Natural language region descriptions
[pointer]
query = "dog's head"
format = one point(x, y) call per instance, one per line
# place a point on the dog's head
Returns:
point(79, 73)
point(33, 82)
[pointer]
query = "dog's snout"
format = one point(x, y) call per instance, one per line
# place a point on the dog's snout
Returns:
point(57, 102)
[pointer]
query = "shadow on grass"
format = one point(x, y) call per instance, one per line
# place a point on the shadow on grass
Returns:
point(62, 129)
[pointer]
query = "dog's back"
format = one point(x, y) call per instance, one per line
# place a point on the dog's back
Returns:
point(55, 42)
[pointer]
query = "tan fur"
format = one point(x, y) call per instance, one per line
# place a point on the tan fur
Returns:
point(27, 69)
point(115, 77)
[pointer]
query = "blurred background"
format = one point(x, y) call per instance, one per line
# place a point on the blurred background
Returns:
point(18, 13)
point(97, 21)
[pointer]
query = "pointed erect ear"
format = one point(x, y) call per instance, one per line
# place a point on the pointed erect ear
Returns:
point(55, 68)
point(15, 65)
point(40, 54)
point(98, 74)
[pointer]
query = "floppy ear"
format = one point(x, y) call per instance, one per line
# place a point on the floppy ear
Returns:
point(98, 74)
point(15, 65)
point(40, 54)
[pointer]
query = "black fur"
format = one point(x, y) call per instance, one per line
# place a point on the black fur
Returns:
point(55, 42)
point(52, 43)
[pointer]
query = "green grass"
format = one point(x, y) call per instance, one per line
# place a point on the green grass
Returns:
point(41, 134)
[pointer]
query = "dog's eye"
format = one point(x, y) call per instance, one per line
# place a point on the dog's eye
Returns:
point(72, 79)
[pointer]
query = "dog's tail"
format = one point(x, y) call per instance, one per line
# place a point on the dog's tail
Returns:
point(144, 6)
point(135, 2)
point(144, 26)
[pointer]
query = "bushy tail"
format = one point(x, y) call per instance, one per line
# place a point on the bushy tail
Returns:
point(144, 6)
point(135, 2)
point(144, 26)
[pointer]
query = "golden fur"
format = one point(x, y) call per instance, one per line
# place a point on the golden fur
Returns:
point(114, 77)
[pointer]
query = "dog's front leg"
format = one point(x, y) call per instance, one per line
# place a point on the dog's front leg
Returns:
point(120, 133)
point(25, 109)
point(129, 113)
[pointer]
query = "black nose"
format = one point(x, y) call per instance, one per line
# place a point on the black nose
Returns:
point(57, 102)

● **Work order**
Whenever a line of the data above includes the word "background", copy that line.

● **Response to the exercise**
query = "blurred background"
# place a point on the blurred background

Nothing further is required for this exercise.